= CHALLENGE =
In the excerpt on geostationary orbits below, reproduce everything from "Orbit - Geostationary" down to "orbits (side view)".

= EXCERPT TO READ =
┌──

Orbit - Geostationary Orbit

Geostationary orbit


Geostationary orbits (top view). To an observer on the rotating Earth, both satellites appear stationary in the sky at their respective locations.
Geostationary orbits (side view)
A 5 × 6 degree view of a part of the geostationary belt, showing several geostationary satellites. Those with inclination 0 degrees form a diagonal belt across the image; a few objects with small inclinations to the Equator are visible above this line. The satellites are pinpoint, while stars have created small trails due to the Earth's rotation.
A geostationary orbit, geostationary Earth orbit or geosynchronous equatorial orbit[1] (GEO), is an orbit whose position in sky remains the same for a stationary observer on earth. This effect is achieved with a circular orbit 35,786 kilometres (22,236 mi) above the Earth's equator and following the direction of the Earth's rotation.[2] An object in such an orbit has an orbital period equal to the Earth's rotational period (one sidereal day), and thus appears motionless, at a fixed position in the sky, to ground observers. Communications satellites and weather satellites are often placed in geostationary orbits, so that the satellite antennas which communicate with them do not have to move to track them, but can be pointed permanently at the position in the sky where they stay. Using this characteristic, ocean color satellites with visible sensors (e.g. the Geostationary Ocean Color Imager (GOCI)) can also be operated in geostationary orbit in order to monitor sensitive changes of ocean environments.

└──

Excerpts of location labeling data
┌──

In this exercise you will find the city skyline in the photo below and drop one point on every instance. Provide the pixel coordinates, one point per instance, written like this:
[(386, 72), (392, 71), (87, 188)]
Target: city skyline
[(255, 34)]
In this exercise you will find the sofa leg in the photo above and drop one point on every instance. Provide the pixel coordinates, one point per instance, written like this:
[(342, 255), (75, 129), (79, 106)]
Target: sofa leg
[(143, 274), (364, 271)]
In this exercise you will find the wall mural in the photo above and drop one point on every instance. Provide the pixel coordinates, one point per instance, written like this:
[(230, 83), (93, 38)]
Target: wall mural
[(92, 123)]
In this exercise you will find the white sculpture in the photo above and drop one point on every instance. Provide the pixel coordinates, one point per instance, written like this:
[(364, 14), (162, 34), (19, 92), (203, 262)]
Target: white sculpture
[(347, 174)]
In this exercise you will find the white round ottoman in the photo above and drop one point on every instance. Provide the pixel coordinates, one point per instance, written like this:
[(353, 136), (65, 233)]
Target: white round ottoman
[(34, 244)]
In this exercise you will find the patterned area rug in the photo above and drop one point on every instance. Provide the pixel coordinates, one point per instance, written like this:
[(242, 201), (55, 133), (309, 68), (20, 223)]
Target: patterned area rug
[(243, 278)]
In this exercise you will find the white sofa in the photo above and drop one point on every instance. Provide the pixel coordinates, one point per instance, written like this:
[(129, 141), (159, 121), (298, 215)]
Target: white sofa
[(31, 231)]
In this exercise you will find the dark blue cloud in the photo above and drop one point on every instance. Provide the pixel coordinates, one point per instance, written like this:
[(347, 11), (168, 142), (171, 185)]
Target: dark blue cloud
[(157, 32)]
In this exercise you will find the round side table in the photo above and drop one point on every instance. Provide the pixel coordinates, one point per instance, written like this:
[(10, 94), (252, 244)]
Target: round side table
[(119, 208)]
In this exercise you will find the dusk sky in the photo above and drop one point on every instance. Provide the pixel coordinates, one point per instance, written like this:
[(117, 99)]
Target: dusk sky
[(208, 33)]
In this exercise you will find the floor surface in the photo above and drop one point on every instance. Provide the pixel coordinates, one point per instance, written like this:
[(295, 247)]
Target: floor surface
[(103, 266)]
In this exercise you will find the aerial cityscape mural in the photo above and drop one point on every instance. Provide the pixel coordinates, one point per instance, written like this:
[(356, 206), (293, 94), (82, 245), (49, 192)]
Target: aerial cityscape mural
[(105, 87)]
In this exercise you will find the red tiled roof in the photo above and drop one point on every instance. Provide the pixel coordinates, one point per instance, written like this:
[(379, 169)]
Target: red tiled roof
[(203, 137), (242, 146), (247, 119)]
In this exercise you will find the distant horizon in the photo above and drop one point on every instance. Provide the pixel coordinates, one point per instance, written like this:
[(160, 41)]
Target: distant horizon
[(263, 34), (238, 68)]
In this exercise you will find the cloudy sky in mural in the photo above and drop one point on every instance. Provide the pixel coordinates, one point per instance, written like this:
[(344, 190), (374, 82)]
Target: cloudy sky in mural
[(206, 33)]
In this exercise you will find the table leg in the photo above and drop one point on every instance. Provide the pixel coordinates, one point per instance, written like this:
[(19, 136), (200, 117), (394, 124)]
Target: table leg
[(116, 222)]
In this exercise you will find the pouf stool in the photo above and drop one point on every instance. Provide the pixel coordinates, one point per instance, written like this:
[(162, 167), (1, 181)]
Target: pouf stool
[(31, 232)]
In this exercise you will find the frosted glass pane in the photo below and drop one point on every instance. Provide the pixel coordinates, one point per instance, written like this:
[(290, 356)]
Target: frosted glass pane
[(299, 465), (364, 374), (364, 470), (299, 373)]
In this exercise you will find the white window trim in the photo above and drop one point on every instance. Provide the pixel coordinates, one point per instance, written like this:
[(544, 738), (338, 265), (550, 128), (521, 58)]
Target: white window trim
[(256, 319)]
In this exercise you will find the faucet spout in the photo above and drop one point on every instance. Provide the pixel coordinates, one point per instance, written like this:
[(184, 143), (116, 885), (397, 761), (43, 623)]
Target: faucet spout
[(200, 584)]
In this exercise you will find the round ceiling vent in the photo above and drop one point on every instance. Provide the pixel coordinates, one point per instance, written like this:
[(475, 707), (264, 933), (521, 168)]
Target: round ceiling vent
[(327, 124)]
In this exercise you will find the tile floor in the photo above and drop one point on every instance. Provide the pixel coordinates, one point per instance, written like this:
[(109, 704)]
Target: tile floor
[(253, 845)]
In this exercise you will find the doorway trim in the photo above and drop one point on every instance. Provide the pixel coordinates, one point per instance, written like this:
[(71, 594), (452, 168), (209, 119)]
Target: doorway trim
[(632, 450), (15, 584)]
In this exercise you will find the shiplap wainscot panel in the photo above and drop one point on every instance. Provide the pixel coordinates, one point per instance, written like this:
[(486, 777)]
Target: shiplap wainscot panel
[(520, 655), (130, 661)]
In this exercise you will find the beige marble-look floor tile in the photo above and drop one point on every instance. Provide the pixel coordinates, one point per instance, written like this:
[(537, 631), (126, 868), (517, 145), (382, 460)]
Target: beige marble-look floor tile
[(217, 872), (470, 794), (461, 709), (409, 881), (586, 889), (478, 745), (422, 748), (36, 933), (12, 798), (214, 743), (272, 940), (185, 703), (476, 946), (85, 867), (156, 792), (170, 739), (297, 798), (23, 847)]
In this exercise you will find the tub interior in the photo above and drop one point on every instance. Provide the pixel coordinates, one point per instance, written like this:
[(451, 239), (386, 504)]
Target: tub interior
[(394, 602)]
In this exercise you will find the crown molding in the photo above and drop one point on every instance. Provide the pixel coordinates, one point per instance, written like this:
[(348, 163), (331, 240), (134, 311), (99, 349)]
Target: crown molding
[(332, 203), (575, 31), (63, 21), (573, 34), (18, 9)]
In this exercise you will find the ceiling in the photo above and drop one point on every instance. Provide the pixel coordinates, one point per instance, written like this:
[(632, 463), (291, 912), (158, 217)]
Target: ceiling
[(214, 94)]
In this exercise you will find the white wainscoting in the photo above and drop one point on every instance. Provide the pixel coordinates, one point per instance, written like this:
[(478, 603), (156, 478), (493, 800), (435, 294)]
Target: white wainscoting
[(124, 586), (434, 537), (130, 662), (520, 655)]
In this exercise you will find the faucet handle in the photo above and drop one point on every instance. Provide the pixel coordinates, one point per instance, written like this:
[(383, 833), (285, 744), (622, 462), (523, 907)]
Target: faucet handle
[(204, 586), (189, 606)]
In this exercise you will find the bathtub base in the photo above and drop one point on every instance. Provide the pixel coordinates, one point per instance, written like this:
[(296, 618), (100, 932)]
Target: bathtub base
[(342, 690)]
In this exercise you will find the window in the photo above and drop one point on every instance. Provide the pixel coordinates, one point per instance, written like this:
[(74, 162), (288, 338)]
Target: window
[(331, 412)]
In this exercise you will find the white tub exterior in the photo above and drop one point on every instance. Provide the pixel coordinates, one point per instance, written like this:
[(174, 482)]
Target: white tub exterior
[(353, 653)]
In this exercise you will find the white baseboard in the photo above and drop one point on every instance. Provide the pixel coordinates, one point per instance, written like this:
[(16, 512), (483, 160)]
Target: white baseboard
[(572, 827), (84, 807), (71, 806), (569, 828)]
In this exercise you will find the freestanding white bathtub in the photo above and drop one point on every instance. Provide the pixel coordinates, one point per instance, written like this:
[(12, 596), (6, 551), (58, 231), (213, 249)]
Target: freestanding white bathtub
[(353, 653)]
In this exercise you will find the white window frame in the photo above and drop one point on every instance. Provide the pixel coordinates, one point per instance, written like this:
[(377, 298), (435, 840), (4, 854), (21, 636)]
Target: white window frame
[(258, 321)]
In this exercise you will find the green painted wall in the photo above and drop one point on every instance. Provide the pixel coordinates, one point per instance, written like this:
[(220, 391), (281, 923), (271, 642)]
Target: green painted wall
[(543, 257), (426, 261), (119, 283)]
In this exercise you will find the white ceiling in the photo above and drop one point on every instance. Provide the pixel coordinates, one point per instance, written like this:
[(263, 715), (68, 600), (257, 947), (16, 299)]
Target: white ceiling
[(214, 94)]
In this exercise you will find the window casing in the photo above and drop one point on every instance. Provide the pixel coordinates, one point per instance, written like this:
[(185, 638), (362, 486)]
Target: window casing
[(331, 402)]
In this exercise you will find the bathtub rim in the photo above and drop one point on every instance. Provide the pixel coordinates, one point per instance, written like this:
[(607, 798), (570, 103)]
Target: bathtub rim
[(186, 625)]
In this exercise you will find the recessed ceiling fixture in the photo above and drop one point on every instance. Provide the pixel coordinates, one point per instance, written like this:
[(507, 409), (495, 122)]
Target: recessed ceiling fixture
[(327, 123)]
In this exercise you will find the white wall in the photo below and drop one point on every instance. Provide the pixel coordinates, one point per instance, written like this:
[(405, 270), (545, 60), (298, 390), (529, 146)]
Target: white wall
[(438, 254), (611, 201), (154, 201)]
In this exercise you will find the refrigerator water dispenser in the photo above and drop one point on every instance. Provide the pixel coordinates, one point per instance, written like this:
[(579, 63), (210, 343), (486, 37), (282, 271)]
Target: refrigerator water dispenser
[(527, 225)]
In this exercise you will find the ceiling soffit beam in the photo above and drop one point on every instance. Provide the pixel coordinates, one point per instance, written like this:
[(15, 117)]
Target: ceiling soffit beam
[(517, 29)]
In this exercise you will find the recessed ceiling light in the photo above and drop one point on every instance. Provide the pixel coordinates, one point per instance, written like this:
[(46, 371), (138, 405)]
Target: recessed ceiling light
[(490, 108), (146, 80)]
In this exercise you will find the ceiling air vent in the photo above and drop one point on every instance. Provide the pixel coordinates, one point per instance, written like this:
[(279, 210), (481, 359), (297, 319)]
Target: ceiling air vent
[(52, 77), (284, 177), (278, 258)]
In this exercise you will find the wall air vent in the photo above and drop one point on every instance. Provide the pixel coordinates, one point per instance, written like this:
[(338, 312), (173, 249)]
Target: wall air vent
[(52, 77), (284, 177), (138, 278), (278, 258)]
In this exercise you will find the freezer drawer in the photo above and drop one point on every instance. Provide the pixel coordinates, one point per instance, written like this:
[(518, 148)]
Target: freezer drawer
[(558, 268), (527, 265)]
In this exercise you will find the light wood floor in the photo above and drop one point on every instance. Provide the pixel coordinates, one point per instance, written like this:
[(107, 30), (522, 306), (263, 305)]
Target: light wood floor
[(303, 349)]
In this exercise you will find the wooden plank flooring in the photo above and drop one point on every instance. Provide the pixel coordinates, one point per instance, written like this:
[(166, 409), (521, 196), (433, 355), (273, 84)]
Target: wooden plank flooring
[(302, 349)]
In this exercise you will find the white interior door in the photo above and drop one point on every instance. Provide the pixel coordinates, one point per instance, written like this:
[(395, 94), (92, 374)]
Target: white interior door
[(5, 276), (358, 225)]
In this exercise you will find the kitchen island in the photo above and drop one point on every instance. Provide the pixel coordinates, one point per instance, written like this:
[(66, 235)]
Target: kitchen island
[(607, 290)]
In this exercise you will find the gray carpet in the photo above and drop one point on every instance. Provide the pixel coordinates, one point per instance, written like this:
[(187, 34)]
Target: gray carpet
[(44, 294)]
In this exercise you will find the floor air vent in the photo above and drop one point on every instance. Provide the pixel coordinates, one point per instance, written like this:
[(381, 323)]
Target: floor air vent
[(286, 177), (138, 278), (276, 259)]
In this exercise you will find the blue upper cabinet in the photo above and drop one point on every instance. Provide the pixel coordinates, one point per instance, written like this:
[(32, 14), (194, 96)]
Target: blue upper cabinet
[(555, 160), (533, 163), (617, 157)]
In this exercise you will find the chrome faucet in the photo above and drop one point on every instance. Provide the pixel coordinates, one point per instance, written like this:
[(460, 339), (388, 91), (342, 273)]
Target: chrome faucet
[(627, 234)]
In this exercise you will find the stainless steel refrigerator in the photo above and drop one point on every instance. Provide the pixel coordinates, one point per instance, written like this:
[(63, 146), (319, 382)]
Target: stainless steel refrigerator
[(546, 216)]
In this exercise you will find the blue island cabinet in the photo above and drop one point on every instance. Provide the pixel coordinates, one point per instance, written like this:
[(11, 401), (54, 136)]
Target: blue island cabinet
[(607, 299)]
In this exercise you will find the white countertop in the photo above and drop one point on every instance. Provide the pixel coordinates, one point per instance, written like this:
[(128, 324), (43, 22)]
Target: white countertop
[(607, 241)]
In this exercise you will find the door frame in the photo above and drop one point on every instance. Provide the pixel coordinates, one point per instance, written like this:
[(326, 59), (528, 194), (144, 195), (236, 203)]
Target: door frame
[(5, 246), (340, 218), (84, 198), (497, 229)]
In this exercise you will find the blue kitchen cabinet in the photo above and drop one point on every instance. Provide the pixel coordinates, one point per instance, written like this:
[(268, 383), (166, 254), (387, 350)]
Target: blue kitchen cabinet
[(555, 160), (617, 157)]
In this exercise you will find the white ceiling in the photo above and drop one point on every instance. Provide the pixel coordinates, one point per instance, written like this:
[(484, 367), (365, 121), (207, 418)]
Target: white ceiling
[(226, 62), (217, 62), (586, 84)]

└──

= FINISHED ANSWER =
Orbit - Geostationary Orbit

Geostationary orbit


Geostationary orbits (top view). To an observer on the rotating Earth, both satellites appear stationary in the sky at their respective locations.
Geostationary orbits (side view)